-- Start of Extracted material --
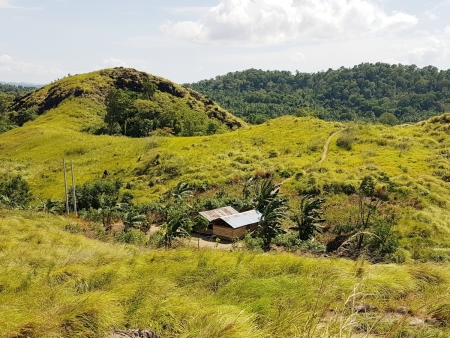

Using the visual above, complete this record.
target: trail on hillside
[280,129,342,186]
[319,130,342,163]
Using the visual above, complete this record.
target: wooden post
[63,159,69,214]
[70,160,78,217]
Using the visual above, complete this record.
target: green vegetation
[0,69,450,338]
[0,83,36,96]
[187,63,450,125]
[0,211,450,338]
[0,68,244,137]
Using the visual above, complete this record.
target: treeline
[185,63,450,124]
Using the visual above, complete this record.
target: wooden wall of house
[213,224,258,241]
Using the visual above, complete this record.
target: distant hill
[186,63,450,124]
[0,81,39,95]
[7,68,244,137]
[0,81,45,88]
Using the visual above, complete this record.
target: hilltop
[186,63,450,124]
[0,68,450,338]
[3,68,244,137]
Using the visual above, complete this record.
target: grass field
[0,211,450,337]
[0,70,450,338]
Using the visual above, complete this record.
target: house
[199,207,261,240]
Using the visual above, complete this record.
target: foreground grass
[0,211,450,337]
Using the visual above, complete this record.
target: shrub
[243,233,263,252]
[0,175,33,208]
[74,179,122,210]
[336,134,355,151]
[148,230,165,248]
[269,149,279,158]
[116,230,147,245]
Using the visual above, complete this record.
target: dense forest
[0,83,35,133]
[185,63,450,124]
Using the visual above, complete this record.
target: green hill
[186,63,450,124]
[0,211,450,338]
[3,68,244,137]
[0,69,450,338]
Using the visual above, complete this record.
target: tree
[291,195,325,241]
[162,213,192,249]
[356,176,389,250]
[0,175,33,208]
[257,197,287,251]
[142,79,158,100]
[254,179,287,251]
[172,181,193,200]
[74,179,122,210]
[378,113,399,126]
[98,194,128,231]
[122,209,150,232]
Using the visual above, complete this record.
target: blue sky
[0,0,450,84]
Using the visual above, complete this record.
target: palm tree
[162,214,190,249]
[122,210,149,232]
[291,195,325,241]
[258,197,287,251]
[172,181,193,200]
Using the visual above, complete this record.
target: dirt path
[319,130,342,163]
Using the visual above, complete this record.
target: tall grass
[0,211,450,337]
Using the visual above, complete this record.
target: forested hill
[186,63,450,124]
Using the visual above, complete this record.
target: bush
[74,179,122,210]
[273,234,326,253]
[148,230,165,248]
[243,233,263,252]
[0,175,33,208]
[116,230,147,245]
[336,134,355,151]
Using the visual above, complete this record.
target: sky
[0,0,450,84]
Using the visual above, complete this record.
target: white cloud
[161,0,418,45]
[0,0,42,10]
[425,11,439,21]
[103,58,128,67]
[0,54,65,79]
[291,52,306,61]
[444,26,450,36]
[408,36,449,66]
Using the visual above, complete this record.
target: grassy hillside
[187,63,450,124]
[0,107,450,261]
[4,68,244,137]
[0,211,450,338]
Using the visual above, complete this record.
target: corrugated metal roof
[220,210,261,229]
[199,207,239,222]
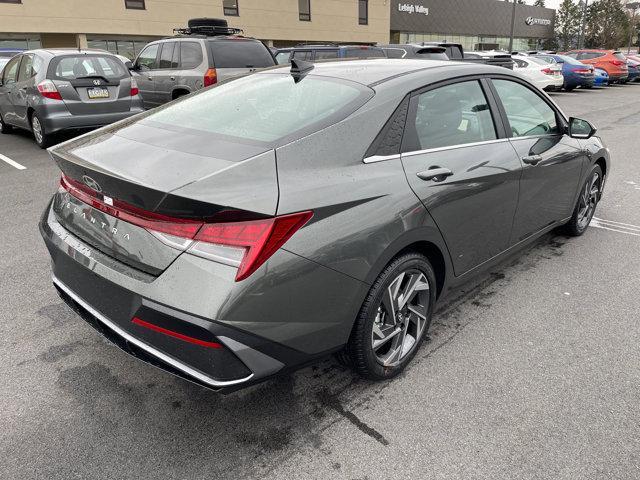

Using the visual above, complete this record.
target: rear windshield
[209,40,276,68]
[344,47,386,58]
[142,73,373,145]
[48,55,128,80]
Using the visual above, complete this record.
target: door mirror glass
[569,117,596,138]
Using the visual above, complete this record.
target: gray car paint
[0,49,142,133]
[42,60,609,392]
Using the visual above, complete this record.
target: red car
[565,49,629,83]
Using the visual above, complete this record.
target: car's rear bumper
[40,201,359,392]
[36,107,144,133]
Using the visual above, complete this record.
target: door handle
[416,167,453,182]
[522,155,542,167]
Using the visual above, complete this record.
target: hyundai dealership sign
[524,17,551,25]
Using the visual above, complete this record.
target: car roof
[263,58,500,86]
[23,48,120,57]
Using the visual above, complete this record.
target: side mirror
[569,117,597,139]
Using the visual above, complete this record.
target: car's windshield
[48,55,128,80]
[143,73,373,144]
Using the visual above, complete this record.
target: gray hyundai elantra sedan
[40,59,609,392]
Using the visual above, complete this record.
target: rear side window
[2,57,22,85]
[180,42,202,70]
[160,42,178,69]
[344,47,386,58]
[143,74,373,145]
[411,81,497,150]
[136,43,160,70]
[48,55,128,80]
[384,48,407,58]
[493,80,559,137]
[209,40,275,68]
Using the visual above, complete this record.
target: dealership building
[391,0,555,50]
[0,0,555,58]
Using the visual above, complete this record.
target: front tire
[563,165,603,237]
[346,253,436,380]
[31,112,51,148]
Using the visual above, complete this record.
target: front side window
[143,74,373,145]
[411,81,497,150]
[136,43,160,70]
[222,0,240,17]
[493,80,559,137]
[2,56,22,85]
[358,0,369,25]
[298,0,311,22]
[316,50,338,60]
[124,0,146,10]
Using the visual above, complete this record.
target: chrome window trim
[52,275,253,388]
[362,153,400,163]
[402,138,509,157]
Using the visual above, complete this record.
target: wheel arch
[366,227,452,298]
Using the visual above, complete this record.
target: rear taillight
[204,68,218,87]
[189,212,313,281]
[60,175,313,281]
[37,80,62,100]
[130,77,140,97]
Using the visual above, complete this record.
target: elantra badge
[82,175,102,192]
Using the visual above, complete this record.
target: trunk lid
[51,122,278,275]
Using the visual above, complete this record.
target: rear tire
[562,165,603,237]
[346,253,436,380]
[0,112,13,135]
[31,112,51,149]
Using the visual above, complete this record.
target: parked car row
[0,18,640,148]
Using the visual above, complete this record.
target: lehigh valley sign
[398,3,429,15]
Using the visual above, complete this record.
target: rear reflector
[37,80,62,100]
[131,317,222,348]
[60,175,313,282]
[204,68,218,87]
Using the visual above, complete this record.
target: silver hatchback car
[0,49,143,148]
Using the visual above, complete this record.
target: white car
[511,55,564,90]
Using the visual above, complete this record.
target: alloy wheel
[578,172,600,229]
[371,270,430,367]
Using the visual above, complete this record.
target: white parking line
[0,153,27,170]
[590,217,640,237]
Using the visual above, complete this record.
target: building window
[222,0,240,17]
[124,0,146,10]
[298,0,311,22]
[358,0,369,25]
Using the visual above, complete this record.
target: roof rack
[173,25,244,37]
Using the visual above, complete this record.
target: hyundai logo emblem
[82,175,102,192]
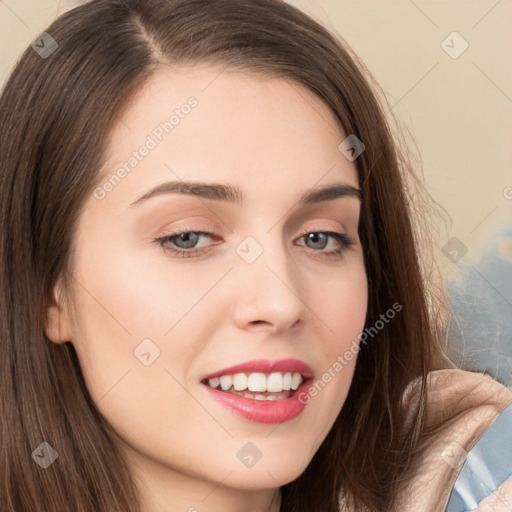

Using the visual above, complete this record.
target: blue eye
[154,228,355,258]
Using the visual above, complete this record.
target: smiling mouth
[201,372,309,400]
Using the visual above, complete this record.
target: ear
[45,279,72,343]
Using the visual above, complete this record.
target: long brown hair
[0,0,452,512]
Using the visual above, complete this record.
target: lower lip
[202,379,312,423]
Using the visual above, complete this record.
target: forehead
[94,66,358,206]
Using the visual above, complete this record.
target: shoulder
[397,369,512,512]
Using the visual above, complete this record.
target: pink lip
[202,378,313,423]
[201,359,313,382]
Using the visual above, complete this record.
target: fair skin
[46,66,368,512]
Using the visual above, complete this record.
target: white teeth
[267,373,283,392]
[233,373,247,391]
[208,372,304,394]
[220,375,233,391]
[208,377,220,388]
[292,373,302,391]
[283,372,292,391]
[247,373,267,391]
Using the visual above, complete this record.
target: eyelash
[154,226,356,258]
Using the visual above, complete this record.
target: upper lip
[201,358,313,380]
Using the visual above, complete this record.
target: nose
[232,234,307,333]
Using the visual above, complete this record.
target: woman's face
[47,67,367,510]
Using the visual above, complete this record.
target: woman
[0,0,512,512]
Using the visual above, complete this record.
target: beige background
[0,0,512,275]
[0,0,512,378]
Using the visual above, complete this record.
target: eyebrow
[130,181,363,206]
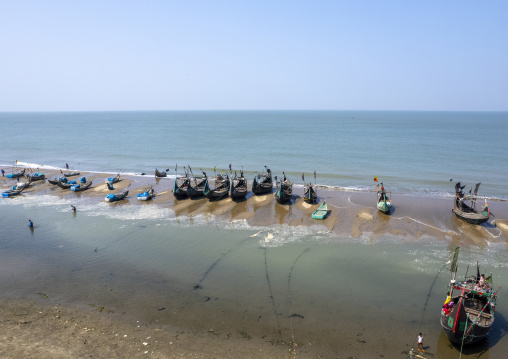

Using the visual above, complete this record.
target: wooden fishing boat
[104,189,129,202]
[155,168,168,177]
[203,173,230,201]
[187,172,208,198]
[7,168,26,178]
[71,177,92,192]
[137,186,155,201]
[56,181,78,189]
[376,182,392,214]
[303,183,317,204]
[230,171,247,199]
[252,166,273,195]
[312,202,330,219]
[2,187,25,197]
[48,177,67,185]
[440,247,501,345]
[105,173,120,184]
[27,172,46,181]
[173,173,190,199]
[452,182,490,224]
[274,172,293,203]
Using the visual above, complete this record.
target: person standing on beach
[418,333,425,353]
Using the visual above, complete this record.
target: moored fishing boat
[71,177,92,192]
[302,171,317,204]
[137,186,155,201]
[187,167,208,198]
[104,189,129,202]
[48,177,67,185]
[105,173,120,184]
[252,166,273,195]
[173,172,190,199]
[230,171,247,199]
[376,182,392,214]
[274,172,293,203]
[203,173,230,201]
[6,168,26,178]
[312,202,329,219]
[56,181,78,189]
[155,168,168,177]
[71,181,92,192]
[440,247,501,344]
[27,172,46,181]
[452,182,490,224]
[2,187,25,197]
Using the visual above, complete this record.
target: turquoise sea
[0,111,508,359]
[0,111,508,199]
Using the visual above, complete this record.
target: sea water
[0,195,508,358]
[0,111,508,358]
[0,111,508,199]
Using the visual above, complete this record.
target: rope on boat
[288,248,310,356]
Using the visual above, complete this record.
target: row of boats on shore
[2,166,491,224]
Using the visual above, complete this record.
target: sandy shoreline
[0,166,508,358]
[0,168,508,245]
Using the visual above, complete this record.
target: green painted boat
[312,202,328,219]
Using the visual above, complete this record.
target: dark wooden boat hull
[252,177,273,195]
[231,186,247,199]
[452,208,490,224]
[71,181,92,192]
[275,185,293,204]
[155,170,168,177]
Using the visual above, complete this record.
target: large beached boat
[137,186,155,201]
[452,182,490,224]
[71,177,92,192]
[203,173,230,201]
[104,189,129,202]
[376,182,392,214]
[440,247,500,345]
[274,172,293,203]
[252,166,273,195]
[173,173,190,199]
[155,168,168,177]
[6,168,26,178]
[230,171,247,199]
[187,172,208,198]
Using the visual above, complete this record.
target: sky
[0,0,508,111]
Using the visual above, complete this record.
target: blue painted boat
[104,190,129,202]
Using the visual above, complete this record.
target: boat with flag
[452,182,490,224]
[230,169,247,199]
[440,246,501,345]
[252,166,273,195]
[376,183,392,214]
[312,202,329,219]
[302,171,317,204]
[274,172,293,204]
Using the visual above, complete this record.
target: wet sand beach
[0,169,508,358]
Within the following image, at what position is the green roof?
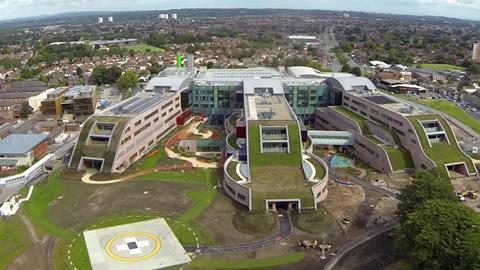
[71,116,130,171]
[332,106,372,135]
[248,121,315,210]
[332,107,415,171]
[408,114,475,173]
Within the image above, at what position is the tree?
[341,64,352,73]
[396,199,480,270]
[150,62,162,74]
[103,66,123,83]
[350,67,362,77]
[397,171,458,222]
[92,65,107,85]
[117,71,138,91]
[20,102,31,119]
[185,45,195,53]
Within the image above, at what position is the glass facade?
[192,80,329,123]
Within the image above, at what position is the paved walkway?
[82,163,192,185]
[165,121,218,168]
[185,210,292,253]
[18,214,40,243]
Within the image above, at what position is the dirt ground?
[49,178,199,228]
[452,177,480,213]
[367,197,399,228]
[189,241,302,269]
[374,172,411,191]
[6,236,55,270]
[198,192,278,245]
[334,230,401,270]
[323,182,365,232]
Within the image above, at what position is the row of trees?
[396,171,480,270]
[92,64,138,91]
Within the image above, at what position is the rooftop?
[65,85,95,98]
[0,134,48,155]
[145,75,191,91]
[196,67,285,82]
[246,95,295,121]
[103,92,174,116]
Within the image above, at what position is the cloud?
[0,0,480,20]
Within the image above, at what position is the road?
[382,93,480,151]
[185,210,292,253]
[323,221,399,270]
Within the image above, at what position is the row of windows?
[144,109,158,121]
[133,123,152,136]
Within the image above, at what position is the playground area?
[330,154,355,168]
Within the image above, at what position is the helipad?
[83,218,190,270]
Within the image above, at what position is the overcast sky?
[0,0,480,20]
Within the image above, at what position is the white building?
[472,43,480,63]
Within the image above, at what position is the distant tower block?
[472,43,480,63]
[177,53,183,67]
[187,54,195,70]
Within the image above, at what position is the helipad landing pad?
[83,218,190,270]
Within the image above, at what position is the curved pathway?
[185,210,292,253]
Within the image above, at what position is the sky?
[0,0,480,20]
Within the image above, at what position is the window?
[144,110,158,121]
[160,100,173,110]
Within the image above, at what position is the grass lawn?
[227,161,242,181]
[232,210,278,235]
[365,135,385,145]
[227,133,239,150]
[382,145,415,171]
[420,64,465,71]
[136,169,215,184]
[228,114,240,128]
[415,99,480,134]
[24,171,69,237]
[307,158,327,180]
[126,44,165,53]
[22,170,217,269]
[0,215,32,269]
[190,252,305,269]
[248,121,314,210]
[292,206,335,234]
[384,260,413,270]
[248,121,302,167]
[408,114,475,172]
[333,107,372,135]
[384,91,480,134]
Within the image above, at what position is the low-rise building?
[69,78,188,172]
[62,85,97,117]
[0,134,48,170]
[315,77,478,176]
[40,87,68,116]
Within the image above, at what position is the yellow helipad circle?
[105,232,161,262]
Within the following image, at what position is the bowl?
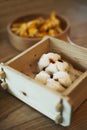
[7,14,70,51]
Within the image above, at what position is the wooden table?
[0,0,87,130]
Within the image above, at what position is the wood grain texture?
[0,0,87,130]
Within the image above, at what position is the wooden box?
[0,37,87,126]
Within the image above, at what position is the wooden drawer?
[0,37,87,126]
-- End of Extracted material --
**Directive:** Rewrite the items from their first line up to and including the line with "[70,160,78,217]", keeping every line of wording, but raise each bounding-box coordinate in the answers by 7. Leave the pictures out.

**Task solution:**
Using the visual above, complete this record.
target: trail on hillside
[287,136,349,193]
[326,137,349,170]
Using the visual above, complete this record.
target: wooden post
[70,166,76,221]
[77,167,85,224]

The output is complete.